## Provided passage
--- START ---

Public-sector unions: Two wolves & a sheep vote on what’s for lunch

“Two wolves and a sheep voting on what to have for dinner.” James Bovard’s critique of democracy also applies to public-sector unions. Unions and union-backed politicians are the wolves. Taxpayers are the sheep.

Public-sector union representatives “will often be on both sides of the collective bargaining table,” explains law professor Stephen Bainbridge. Union leaders are on one side; their “bought and paid for politicians” are on the other.  Unions fund politicians’ campaigns, and the politicians reciprocate by facilitating extravagant union wages, benefits, and protections.

The “process of collective bargaining … cannot be transplanted into the public service.” warned the pro-union Franklin Delano Roosevelt. Time columnist Joe Klein adds: “Industrial unions are organized against the might and greed of ownership. Public employees unions are organized against the might and greed…of the public?”

Public-sector unions are organized against the tax-paying public. A unionized private-sector firm risks losing customers if its union successfully strikes, protects lazy workers, resists labor-saving technologies, abuses pension policies, secures excessive job security, or demands exorbitant compensation. Not so with public-sector unions. Taxpayers are stuck paying for expensive government services.

How expensive? Wages for unionized local and state government employees exceed their nonunion counterparts by more than 11%, concludes labor economist James Sherk.  They are also more likely to receive pensions and have their employers pay all of their medical insurance premiums. It’s no surprise that highly unionized governments burden taxpayers with more debt, as Cato Institute policy analyst Chris Edwards notes.

With public-sector unions, taxpayers just get fleeced.

The Boulder Daily Camera published this article on February 26, 2011.

--- END ---

## Given records
--- START ---

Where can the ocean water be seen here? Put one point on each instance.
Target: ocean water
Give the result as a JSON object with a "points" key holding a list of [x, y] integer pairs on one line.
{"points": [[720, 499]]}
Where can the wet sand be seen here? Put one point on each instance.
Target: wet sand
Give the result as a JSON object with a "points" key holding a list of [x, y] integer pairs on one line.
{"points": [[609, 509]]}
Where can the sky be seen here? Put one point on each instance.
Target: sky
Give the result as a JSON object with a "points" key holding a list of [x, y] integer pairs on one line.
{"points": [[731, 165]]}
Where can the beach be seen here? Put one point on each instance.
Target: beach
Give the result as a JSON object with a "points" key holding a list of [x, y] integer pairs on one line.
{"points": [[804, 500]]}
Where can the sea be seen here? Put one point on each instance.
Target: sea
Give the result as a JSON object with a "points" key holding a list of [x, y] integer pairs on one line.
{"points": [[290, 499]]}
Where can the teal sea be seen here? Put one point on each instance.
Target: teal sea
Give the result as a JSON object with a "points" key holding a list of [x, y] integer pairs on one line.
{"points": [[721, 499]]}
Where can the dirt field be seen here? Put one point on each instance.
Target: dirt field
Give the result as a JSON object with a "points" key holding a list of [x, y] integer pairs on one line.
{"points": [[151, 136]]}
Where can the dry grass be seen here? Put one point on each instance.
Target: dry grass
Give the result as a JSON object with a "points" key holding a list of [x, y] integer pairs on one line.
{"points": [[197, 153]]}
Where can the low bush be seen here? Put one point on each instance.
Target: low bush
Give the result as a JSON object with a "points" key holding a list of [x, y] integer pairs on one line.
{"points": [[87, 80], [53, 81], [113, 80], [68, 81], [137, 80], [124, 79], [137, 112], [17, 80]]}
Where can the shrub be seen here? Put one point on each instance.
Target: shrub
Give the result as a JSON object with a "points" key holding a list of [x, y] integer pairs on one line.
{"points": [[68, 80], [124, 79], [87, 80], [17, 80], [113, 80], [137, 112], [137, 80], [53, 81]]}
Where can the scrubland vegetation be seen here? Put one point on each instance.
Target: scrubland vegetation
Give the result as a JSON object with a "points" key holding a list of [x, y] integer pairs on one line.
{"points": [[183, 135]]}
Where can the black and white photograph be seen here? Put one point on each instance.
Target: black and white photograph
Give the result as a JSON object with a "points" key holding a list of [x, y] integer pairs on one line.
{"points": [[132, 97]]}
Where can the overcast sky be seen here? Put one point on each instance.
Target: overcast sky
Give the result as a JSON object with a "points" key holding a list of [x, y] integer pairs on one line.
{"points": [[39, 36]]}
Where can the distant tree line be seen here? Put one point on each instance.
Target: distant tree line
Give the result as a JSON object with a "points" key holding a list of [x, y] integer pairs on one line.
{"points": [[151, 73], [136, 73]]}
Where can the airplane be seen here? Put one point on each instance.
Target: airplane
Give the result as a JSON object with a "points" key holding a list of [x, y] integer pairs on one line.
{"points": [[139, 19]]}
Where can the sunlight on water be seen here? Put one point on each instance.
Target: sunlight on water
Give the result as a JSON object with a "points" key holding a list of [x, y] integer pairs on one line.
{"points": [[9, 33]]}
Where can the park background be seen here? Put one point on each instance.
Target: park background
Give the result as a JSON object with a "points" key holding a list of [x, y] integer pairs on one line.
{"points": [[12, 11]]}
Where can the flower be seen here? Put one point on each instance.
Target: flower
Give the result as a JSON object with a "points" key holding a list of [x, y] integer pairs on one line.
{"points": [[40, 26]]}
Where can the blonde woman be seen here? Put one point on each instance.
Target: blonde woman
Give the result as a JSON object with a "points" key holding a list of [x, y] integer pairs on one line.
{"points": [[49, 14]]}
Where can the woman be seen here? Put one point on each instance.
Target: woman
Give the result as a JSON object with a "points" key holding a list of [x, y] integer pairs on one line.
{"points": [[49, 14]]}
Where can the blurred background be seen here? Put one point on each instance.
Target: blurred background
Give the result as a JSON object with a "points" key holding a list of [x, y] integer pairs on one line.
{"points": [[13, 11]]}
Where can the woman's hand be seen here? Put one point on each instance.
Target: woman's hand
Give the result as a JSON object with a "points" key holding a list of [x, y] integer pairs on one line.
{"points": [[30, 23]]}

--- END ---

## What to produce
Reproduce word for word the passage of the public-sector unions article from "Public-sector unions are" up to and including "expensive government services.". Draw only on the public-sector unions article, not on the lines.

## Task output
Public-sector unions are organized against the tax-paying public. A unionized private-sector firm risks losing customers if its union successfully strikes, protects lazy workers, resists labor-saving technologies, abuses pension policies, secures excessive job security, or demands exorbitant compensation. Not so with public-sector unions. Taxpayers are stuck paying for expensive government services.